• MATERIAL FOR THIS EXERCISE:
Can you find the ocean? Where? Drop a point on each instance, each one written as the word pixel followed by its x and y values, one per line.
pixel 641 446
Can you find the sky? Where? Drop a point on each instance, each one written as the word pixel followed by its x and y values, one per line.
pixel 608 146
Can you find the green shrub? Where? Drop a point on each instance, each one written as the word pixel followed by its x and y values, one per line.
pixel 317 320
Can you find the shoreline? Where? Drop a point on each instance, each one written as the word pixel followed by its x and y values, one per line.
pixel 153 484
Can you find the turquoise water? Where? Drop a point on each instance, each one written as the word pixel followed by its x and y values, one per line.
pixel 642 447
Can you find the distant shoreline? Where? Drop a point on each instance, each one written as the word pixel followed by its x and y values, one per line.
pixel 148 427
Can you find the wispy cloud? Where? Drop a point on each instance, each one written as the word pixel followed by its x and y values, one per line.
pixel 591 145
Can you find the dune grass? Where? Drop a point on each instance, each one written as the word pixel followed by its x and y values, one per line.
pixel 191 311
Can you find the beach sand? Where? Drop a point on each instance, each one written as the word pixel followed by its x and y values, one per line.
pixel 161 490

• WORK REQUIRED: Each line in the records above must be returned exactly as it stands.

• FINAL ANSWER:
Can you find the ocean? Where? Drop a point on each instance, each one written as the word pixel followed by its x and y values, one per line.
pixel 641 446
Can you find the sky? Where? Drop a point on each instance, each one written as the word pixel followed by its x and y values, one per line.
pixel 608 146
Can you find the green shrub? Where? Drop a point on each instance, each one written as the word pixel followed by its x and y values, one per line.
pixel 317 320
Can you find the shoreline? Where? Drop a point on each instance, each one written as the word pixel followed by its x and y values, one per line.
pixel 153 484
Can you find the turquoise water? Where? Drop a point on each instance, each one written as the word pixel followed by its x and y values, one per line.
pixel 642 447
Can you find the distant shoreline? Where? Drop a point on each instance, each one written as the word pixel followed by its x and y values, one per line.
pixel 148 427
Can you find the wispy cloud? Where? Drop a point on each instance, each one written as the word pixel followed by its x and y values, one per line.
pixel 591 145
Can you find the dune grass? Where? Drop a point on each instance, each one written as the word pixel followed by its x and y values, one per line.
pixel 191 311
Can you find the beach sand? Where? Drop a point on each instance, each one written as the word pixel followed by its x and y values, one per line.
pixel 161 490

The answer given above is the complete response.